DADOS DA TAREFA:

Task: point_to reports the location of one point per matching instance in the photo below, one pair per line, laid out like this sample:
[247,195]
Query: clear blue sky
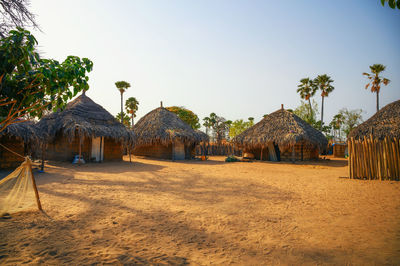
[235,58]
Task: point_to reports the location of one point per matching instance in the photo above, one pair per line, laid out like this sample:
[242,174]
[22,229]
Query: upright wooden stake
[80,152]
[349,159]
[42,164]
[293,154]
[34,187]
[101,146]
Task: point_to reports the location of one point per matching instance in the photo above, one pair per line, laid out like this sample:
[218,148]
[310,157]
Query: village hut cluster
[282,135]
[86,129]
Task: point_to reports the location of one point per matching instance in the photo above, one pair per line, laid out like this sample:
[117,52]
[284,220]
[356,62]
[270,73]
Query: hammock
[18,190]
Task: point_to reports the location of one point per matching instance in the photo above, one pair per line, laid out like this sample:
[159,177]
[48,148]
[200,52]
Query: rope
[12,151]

--

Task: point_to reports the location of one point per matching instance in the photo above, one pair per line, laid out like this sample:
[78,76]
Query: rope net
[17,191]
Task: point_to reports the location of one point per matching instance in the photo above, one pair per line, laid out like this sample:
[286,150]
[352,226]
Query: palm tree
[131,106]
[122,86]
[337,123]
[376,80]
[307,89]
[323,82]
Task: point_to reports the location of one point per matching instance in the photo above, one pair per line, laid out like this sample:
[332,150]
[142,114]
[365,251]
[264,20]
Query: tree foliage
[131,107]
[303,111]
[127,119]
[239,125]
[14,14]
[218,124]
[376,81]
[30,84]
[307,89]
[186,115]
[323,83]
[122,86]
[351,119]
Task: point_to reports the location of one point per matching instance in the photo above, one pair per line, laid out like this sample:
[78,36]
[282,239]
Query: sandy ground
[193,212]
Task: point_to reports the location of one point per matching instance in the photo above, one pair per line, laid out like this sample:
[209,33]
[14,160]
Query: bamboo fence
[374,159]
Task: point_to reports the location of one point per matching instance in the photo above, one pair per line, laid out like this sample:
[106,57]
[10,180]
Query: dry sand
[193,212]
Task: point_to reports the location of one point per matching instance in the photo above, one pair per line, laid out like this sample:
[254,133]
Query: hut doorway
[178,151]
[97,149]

OBJETIVO DECLARADO: Por favor, devolva cada linha dos itens acima que contenha a palavra "Query".

RESPOSTA AO PROBLEMA:
Query: clear blue sky
Query: upright wooden stake
Query: village hut cluster
Query: hammock
Query: rope
Query: rope net
Query: palm tree
Query: tree foliage
Query: sandy ground
Query: bamboo fence
Query: dry sand
Query: hut doorway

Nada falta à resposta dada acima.